Point annotation records
-- Begin --
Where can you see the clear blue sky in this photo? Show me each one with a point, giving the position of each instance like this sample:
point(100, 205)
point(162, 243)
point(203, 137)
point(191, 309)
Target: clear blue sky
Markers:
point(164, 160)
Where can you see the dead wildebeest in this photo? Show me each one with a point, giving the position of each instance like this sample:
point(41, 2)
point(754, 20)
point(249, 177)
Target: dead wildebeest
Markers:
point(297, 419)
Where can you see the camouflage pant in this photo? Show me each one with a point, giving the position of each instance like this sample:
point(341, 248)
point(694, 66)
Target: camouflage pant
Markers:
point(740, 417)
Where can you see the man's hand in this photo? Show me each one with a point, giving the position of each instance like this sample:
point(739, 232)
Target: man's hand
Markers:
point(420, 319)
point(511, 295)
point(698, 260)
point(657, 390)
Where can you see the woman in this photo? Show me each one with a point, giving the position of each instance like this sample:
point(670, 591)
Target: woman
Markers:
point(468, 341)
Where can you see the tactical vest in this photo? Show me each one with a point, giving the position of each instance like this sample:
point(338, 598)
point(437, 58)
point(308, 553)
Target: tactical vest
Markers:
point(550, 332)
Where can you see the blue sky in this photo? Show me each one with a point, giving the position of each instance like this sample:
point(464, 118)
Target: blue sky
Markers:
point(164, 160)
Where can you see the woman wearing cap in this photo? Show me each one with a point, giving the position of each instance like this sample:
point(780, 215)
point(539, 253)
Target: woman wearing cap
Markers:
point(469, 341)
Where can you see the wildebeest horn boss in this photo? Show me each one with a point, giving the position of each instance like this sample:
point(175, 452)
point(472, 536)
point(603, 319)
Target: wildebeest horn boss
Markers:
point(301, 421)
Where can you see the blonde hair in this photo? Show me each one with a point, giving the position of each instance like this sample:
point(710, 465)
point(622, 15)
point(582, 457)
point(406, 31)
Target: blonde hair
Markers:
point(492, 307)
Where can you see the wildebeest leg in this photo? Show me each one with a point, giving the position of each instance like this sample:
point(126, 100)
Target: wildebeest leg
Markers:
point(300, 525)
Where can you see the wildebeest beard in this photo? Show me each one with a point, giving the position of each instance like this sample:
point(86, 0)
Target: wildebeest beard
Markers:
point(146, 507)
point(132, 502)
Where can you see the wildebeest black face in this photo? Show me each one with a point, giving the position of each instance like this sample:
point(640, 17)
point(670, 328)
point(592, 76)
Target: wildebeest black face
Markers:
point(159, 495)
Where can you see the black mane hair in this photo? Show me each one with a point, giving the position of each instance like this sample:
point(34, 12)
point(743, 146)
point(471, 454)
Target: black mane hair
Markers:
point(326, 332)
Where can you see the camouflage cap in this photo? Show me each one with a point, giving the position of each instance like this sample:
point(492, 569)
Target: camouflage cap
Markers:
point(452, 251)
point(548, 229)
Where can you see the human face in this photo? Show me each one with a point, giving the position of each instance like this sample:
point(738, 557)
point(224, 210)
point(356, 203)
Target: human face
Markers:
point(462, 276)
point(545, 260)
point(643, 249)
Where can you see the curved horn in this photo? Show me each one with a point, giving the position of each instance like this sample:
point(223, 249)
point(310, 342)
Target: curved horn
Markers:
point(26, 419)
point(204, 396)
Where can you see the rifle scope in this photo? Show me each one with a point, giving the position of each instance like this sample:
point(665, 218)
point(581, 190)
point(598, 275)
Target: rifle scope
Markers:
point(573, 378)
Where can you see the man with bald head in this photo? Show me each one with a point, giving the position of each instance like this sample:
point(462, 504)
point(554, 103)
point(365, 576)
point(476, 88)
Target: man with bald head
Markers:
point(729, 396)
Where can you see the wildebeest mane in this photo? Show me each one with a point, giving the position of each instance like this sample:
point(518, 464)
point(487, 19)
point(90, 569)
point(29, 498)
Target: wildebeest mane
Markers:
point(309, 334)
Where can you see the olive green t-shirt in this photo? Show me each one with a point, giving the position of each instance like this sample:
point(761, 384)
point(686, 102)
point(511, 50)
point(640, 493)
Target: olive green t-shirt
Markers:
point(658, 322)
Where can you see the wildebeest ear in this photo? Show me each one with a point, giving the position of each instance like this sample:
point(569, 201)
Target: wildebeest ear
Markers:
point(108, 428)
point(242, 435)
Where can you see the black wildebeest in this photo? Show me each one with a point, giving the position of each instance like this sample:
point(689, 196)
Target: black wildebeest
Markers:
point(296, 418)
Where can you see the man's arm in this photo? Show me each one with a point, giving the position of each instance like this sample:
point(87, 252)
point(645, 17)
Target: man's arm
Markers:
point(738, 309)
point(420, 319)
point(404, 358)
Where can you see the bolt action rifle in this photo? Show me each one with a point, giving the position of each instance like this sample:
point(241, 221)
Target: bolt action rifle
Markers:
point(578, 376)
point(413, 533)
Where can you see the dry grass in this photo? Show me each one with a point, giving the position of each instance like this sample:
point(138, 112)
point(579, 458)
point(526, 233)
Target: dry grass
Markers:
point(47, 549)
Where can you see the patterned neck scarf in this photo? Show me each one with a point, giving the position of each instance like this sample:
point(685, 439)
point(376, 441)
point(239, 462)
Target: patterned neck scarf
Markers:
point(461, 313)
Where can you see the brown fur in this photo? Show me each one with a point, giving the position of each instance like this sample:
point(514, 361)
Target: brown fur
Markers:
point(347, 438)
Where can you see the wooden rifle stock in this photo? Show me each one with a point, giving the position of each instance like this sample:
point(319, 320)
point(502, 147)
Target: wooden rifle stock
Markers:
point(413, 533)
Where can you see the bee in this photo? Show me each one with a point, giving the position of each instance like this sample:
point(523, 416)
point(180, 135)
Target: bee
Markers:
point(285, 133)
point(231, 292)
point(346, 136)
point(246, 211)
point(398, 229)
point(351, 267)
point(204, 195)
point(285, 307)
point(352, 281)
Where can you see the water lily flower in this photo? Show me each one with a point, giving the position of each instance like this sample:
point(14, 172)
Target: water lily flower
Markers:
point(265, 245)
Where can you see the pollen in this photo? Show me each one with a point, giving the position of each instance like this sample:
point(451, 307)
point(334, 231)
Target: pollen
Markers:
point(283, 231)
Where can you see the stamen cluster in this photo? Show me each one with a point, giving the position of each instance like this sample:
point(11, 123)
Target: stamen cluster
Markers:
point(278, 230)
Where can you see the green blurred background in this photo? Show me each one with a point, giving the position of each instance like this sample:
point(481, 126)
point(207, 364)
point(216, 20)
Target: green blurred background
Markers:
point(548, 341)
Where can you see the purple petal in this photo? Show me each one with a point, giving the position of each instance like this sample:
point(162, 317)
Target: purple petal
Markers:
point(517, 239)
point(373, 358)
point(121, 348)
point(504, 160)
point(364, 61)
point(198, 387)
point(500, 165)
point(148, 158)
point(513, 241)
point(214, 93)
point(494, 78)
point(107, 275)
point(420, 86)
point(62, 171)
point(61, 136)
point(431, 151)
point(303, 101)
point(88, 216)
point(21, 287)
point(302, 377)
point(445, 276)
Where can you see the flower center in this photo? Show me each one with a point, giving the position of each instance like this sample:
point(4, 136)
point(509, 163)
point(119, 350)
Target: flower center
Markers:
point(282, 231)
-- End --
▸ **What to do**
Rewrite the lines of the records as a JSON list of strings, one string per line, starting with the line that contains "Where can you see the camouflage cap" and running through the line that contains "point(548, 229)". Leave out any blank lines.

▸ **Response below**
[
  "Where can you see the camouflage cap in this photo? Show me each one with a point, giving the position of each instance like this sample:",
  "point(492, 569)",
  "Target: camouflage cap",
  "Markers:",
  "point(452, 251)",
  "point(548, 229)"
]